Dissident, il va sans dire : un portrait des années 70 au travers du lien fort entre une mère et son fils
- Écrit par : Xavier Paquet
Par Xavier Paquet - Lagrandeparade.com/ L’intérieur d’un appartement populaire de la fin des années 1970.
Une cuisine, sa table en formica bleu, son espace réduit, une chambre exiguë d’adolescent, son aquarium vide et sa collection de vinyles éparpillée à même le sol. Le décor est planté dans cet espace réduit où Philippe et sa mère Hélène vont se livrer à tant d’amour filial, de passion, de tendresse mais aussi de questionnements, de révolte, de moments ratés ou attachants.
Dissident est une pièce atypique et particulière : une succession de fragments de vie qui se succèdent, des captations d’une intimité familiale, d’une tranche de désordre intérieur dans la tête de Philippe, le fils en révolte contre sa mère, son père, la société, contre lui-même. Sa mère l’interroge, le protège, l’invective, le câline et l’énerve. Il aimerait réussir à couper ce cordon qui le relie, à s’émanciper et être lui-même : quelque chose le retient. Elle ou lui ?
***
## Consignes écrites
1) Résumez en deux phrases l'extrait sur la pièce Dissident.
2) D'après l'extrait sur la pièce Dissident, pourquoi la pièce est-elle qualifiée d'« atypique et particulière » ? Répondez en une à trois phrases.
3) Prolongez, s'il vous plaît, l'extrait sur la pièce Dissident à partir de sa dernière phrase.

## Données brutes
***
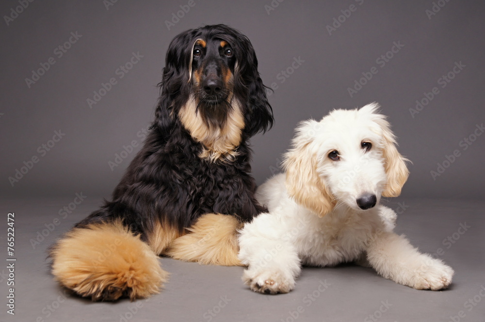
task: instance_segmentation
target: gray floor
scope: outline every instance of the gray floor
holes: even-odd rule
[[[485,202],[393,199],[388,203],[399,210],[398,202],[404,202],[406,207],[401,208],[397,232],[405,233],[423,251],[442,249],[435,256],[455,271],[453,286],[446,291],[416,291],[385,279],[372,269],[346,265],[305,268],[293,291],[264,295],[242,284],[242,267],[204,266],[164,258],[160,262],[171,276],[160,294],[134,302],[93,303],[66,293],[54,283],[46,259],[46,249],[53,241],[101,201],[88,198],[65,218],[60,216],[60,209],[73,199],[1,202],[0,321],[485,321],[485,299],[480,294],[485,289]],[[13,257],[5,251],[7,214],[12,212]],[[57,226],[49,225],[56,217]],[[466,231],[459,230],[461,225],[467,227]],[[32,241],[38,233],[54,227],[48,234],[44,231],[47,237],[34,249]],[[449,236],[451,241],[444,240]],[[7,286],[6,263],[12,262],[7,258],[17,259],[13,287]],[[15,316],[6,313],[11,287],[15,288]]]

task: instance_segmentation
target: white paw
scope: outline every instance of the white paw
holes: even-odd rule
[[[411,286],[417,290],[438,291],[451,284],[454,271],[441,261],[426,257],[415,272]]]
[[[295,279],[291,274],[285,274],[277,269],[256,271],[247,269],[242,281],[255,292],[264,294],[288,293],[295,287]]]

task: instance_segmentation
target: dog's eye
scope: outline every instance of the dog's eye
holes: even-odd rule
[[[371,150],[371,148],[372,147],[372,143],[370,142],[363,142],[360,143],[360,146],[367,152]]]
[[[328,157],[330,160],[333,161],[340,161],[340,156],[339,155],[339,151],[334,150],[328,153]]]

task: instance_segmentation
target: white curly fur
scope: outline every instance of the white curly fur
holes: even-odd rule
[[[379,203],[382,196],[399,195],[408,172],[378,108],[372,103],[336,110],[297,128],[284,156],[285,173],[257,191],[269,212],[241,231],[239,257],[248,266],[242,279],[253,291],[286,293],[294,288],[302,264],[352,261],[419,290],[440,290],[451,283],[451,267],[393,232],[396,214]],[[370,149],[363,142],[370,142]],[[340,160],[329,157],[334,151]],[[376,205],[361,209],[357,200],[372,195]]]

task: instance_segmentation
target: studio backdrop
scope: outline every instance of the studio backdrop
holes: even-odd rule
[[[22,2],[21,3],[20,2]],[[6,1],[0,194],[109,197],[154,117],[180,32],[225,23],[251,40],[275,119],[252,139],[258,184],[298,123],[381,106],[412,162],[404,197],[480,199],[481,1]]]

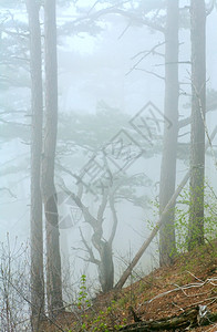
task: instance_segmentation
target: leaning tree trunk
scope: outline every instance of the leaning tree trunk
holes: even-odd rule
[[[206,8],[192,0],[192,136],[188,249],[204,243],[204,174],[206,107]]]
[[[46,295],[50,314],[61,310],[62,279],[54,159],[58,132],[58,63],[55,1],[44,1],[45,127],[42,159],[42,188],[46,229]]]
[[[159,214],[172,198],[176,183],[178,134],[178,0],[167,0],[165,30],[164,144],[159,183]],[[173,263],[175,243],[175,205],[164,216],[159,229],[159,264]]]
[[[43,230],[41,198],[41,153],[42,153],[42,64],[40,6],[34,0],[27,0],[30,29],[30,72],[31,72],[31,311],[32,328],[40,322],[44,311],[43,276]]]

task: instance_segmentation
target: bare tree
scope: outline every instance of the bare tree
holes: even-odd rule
***
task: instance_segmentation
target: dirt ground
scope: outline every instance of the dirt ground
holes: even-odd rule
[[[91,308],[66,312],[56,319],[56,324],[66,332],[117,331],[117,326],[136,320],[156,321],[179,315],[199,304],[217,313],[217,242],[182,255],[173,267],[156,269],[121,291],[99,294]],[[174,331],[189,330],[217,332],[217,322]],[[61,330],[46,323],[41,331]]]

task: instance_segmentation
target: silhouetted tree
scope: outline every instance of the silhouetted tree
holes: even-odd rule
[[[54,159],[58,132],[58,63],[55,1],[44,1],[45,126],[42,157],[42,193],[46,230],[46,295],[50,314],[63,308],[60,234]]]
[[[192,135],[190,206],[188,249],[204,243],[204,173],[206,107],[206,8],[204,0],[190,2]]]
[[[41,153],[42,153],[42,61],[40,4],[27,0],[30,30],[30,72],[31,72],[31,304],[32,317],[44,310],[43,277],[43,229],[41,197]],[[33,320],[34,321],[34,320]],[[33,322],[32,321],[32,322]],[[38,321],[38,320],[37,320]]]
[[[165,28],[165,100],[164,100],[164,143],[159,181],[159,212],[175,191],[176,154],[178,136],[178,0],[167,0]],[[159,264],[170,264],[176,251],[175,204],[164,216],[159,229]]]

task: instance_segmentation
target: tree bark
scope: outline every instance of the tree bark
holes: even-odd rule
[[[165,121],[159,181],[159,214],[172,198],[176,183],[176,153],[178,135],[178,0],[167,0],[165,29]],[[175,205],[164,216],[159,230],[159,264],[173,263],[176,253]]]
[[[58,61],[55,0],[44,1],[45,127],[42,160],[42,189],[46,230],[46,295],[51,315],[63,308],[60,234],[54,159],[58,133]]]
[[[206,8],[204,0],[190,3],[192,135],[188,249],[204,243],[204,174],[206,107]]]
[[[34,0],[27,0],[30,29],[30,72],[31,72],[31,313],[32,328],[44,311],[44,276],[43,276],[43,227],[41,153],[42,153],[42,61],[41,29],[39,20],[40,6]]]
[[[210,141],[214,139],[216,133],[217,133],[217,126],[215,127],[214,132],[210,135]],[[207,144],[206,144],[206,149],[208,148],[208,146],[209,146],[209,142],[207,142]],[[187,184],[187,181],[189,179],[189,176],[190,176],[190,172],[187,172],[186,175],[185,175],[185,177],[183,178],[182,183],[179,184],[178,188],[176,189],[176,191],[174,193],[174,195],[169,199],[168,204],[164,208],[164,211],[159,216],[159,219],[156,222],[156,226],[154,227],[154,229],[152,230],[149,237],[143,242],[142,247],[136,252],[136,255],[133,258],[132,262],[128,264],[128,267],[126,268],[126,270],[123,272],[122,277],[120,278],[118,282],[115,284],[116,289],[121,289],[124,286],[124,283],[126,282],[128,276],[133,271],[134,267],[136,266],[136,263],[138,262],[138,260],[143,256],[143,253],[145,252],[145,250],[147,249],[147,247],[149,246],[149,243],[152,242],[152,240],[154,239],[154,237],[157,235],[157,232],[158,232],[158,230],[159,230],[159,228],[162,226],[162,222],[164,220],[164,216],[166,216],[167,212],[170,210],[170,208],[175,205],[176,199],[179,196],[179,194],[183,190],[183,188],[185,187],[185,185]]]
***
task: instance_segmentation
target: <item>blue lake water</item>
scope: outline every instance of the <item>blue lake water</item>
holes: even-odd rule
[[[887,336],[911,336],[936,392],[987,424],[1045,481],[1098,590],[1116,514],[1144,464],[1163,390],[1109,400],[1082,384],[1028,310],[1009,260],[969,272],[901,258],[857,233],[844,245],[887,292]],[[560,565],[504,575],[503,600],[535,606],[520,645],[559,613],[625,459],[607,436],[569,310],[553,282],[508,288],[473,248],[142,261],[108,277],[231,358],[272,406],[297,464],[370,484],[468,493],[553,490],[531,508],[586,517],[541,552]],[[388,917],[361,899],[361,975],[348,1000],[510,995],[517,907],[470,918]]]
***
## Réponses aux consignes
1) Dissident se déroule dans un appartement populaire de la fin des années 1970, où Philippe et sa mère Hélène vivent amour filial et tendresse, mais aussi questionnements et révolte. La pièce enchaîne des fragments d'intimité familiale montrant Philippe en révolte contre sa mère, son père, la société et lui-même, désireux de couper le cordon mais retenu par quelque chose.

2) Elle est qualifiée ainsi parce qu'elle se compose d'une succession de fragments de vie. Ces fragments sont autant de captations d'une intimité familiale et du désordre intérieur de Philippe, le fils en révolte.

3)
La pièce, écrite en douze chapitres courts, est d’abord la mise en valeur d’une écriture singulière, d’un langage quotidien, d’un verbe où rien ne dépasse. La plume de Michel Vinaver explore les échanges bruts, banals d’une famille monoparentale : cette routine de mots et d’émotions, ces questions qui déstabilisent, ces dénis que l’on fait, ces silences qui veulent tout ou rien dire. Une écriture précise, juste, qui traduit toute la tendresse et la pudeur de la communication entre une mère et son fils, la vivacité d’un adolescent qui se veut indépendant et d’une mère qui l’aime plus que tout.
Et puis derrière les mots anodins, derrière la façade des réponses, le vernis qui se fissure : celui d’une famille monoparentale prolétaire qui rêve d’un avenir meilleur.
Dissident c’est aussi le portrait d’une époque, cette fin des seventies où la crise s’installe, où la société mue, où la joie d’hier fait place au doute et à la peur du lendemain, où le fils veut un monde meilleur pour sa mère plus que pour lui. Pour exprimer toute la poésie de ce texte, il fallait une scénographie tout en subtilité. Elle l’est et arbore elle aussi une forme de singularité avec la projection d’une vidéo de l’auteur narrant avec poésie ce qu’il a voulu écrire dans cette pièce. L’utilisation de vidéos est souvent à bon escient (clin d’œil génial d’utiliser des personnages Playmobil pour revivre les journaux TV d’époque) même si elle casse le rythme par les ruptures entre chapitres qui plombe un peu l’énergie globale de cette pièce déjà courte.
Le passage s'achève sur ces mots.